:: Article ::
Climat : « Comment calcule-t-on le montant à provisionner pour couvrir un risque ? »
Le spécialiste de la finance Paul Jorion explique, dans une tribune au « Monde » pourquoi les assureurs et les gestionnaires de risque se trouvent démunis pour calculer la couverture des effets du réchauffement climatique
Publié le 10 juillet 2020 à 09h30 T
Tribune. La gestion du risque constitue en tout temps un défi majeur pour le secteur financier. La capacité à provisionner à hauteur du risque objectivement couru est cruciale pour éviter le dépôt de bilan. Aussi élevé soit-il, le montant des provisions pour risque ne constitue cependant pas en soi un bon indicateur.
Souvenons-nous d’American International Group (AIG), l’assureur américain, et de ses réserves de 6 milliards de dollars, jugées faramineuses en septembre 2008 : la somme s’avéra dérisoire comparée aux 83 milliards que la compagnie fut enjointe de régler à la fin du même mois…
Comment calcule-t-on le montant à provisionner pour couvrir un risque ? On prend pour base le coût moyen des sinistres du même type dans le passé, multiplié par la probabilité qu’ils se matérialisent. Pour déterminer le montant des réserves, on opère ensuite un calcul où intervient le chiffre de la perte la plus onéreuse ayant une probabilité significative d’avoir lieu. Par exemple, si l’incendie d’un appartement occasionne en moyenne des frais d’un montant de 15 000 euros et que la probabilité annuelle d’un tel sinistre est de un millième, 15 000 × 1 millième = 15 euros par appartement, montant qui sert de base de calcul à l’établissement de la prime.
:::
Objet de l'exercice -
D'après l'article ci-dessus, quel montant la compagnie AIG fut-elle enjointe de régler à la fin du mois de septembre 2008 ?
:: Entrées fournies ::
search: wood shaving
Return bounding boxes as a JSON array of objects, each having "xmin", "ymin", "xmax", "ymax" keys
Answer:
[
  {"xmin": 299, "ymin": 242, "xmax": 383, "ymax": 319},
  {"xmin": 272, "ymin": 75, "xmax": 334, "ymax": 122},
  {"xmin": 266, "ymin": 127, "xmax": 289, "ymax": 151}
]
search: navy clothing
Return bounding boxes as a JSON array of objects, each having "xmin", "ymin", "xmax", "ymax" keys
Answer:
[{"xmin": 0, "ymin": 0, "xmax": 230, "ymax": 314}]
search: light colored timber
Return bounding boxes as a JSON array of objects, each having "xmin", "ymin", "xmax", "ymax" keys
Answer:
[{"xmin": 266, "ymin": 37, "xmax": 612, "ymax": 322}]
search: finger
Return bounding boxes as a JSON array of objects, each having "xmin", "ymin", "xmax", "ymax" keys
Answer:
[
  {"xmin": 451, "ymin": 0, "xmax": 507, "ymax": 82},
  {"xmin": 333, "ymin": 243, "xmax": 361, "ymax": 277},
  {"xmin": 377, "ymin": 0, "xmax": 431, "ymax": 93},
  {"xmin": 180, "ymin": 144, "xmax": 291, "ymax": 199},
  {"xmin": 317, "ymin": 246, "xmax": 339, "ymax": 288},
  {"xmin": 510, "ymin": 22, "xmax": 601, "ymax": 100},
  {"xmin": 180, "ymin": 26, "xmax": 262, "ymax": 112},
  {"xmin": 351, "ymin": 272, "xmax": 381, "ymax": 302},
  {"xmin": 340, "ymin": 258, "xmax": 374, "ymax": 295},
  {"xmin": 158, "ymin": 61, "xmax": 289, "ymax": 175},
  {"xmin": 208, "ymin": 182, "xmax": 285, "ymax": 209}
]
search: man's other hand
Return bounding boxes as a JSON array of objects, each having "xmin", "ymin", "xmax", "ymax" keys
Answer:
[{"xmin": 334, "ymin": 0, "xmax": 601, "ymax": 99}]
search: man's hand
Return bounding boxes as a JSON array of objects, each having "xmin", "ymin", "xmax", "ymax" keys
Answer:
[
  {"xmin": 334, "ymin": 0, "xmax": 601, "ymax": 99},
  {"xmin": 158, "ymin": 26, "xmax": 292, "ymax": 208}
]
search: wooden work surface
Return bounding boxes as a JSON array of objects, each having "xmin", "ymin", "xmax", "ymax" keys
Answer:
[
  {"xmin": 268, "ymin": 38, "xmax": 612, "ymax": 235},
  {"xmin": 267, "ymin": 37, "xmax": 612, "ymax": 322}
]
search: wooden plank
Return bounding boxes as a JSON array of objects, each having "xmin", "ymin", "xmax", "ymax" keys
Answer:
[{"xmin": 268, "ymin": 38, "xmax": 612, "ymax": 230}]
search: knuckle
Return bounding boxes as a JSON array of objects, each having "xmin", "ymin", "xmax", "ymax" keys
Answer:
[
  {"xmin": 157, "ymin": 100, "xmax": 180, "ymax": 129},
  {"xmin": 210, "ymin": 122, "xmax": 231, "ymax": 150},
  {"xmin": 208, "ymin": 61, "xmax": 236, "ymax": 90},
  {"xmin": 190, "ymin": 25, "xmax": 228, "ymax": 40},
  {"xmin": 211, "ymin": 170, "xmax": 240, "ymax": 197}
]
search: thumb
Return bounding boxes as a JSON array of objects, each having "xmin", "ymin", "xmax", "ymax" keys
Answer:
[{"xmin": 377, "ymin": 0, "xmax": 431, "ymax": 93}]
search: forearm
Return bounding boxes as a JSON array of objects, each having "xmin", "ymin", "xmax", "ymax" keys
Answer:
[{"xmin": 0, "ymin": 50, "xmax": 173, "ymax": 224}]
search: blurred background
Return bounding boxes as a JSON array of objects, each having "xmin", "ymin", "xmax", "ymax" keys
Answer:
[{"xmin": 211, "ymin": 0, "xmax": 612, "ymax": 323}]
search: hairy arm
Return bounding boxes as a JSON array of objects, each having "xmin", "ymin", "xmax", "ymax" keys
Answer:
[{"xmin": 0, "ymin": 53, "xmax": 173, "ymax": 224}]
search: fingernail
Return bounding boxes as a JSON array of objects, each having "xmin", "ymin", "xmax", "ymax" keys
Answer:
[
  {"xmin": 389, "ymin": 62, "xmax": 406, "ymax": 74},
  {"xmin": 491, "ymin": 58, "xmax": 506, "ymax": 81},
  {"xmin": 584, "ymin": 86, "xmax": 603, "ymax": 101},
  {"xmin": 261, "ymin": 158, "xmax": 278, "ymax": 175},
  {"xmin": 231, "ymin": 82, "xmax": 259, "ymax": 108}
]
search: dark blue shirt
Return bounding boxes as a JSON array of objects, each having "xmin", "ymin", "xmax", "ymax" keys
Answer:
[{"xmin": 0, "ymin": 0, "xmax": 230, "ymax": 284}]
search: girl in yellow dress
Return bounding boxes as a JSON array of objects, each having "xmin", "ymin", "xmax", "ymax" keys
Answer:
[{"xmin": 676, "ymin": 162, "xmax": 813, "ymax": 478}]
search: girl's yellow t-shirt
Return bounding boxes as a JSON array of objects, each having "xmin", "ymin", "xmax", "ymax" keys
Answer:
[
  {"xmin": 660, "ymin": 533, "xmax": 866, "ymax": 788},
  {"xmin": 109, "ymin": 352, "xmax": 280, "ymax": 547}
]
:::
Réponse finale -
83 milliards de dollars.